→ PROBLEM REQUIREMENTS
Copy the following lines word for word, starting at the line that contains "Where can the terraced" and continuing through the last of the rows.

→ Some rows
■ ■ ■ ■ ■ ■ ■

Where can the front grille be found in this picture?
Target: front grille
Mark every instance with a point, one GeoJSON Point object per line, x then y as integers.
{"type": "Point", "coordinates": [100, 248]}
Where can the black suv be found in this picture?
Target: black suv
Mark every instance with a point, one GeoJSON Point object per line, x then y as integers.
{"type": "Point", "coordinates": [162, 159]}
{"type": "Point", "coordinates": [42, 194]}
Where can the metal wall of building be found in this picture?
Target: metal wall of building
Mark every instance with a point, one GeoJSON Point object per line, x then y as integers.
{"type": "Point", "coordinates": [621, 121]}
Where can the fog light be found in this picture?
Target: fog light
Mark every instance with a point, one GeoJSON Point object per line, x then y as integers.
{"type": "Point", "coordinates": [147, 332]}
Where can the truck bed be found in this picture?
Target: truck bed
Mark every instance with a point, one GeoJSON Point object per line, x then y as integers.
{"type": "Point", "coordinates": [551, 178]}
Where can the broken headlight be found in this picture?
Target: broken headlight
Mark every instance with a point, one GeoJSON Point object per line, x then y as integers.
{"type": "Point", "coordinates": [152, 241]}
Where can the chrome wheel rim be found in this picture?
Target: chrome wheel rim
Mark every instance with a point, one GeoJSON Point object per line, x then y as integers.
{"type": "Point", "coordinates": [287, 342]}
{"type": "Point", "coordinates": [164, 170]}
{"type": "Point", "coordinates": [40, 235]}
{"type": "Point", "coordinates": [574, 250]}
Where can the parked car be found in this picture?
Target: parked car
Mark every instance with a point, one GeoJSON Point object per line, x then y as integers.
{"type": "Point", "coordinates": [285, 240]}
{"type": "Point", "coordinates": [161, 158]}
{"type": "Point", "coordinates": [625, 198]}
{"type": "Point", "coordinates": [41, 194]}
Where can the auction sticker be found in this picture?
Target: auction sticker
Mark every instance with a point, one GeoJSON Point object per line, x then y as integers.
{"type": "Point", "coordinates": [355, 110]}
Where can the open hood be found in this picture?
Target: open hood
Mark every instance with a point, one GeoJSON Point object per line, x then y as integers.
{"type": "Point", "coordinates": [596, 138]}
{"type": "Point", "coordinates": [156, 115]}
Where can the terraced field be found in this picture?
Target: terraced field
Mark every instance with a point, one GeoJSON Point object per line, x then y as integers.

■ ■ ■ ■ ■ ■ ■

→ ANSWER BELOW
Where can the terraced field be found in this picture?
Target: terraced field
Mark every instance with a point, one GeoJSON Point object per line, x then y as integers.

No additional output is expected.